## RECORDS FOR THIS TASK
━━━━━━━━━━━━━━━━━━━━
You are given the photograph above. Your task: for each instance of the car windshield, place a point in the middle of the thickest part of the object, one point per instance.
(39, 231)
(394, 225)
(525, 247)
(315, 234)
━━━━━━━━━━━━━━━━━━━━
## GIVEN EXERCISE
Can you echo every row above back verbatim, without changing anything?

## THE RESPONSE
You are given the photograph above. Your task: for each instance of the car windshield, place a point in the middle of the thickest part of the object, one point per instance.
(39, 231)
(394, 225)
(525, 247)
(315, 234)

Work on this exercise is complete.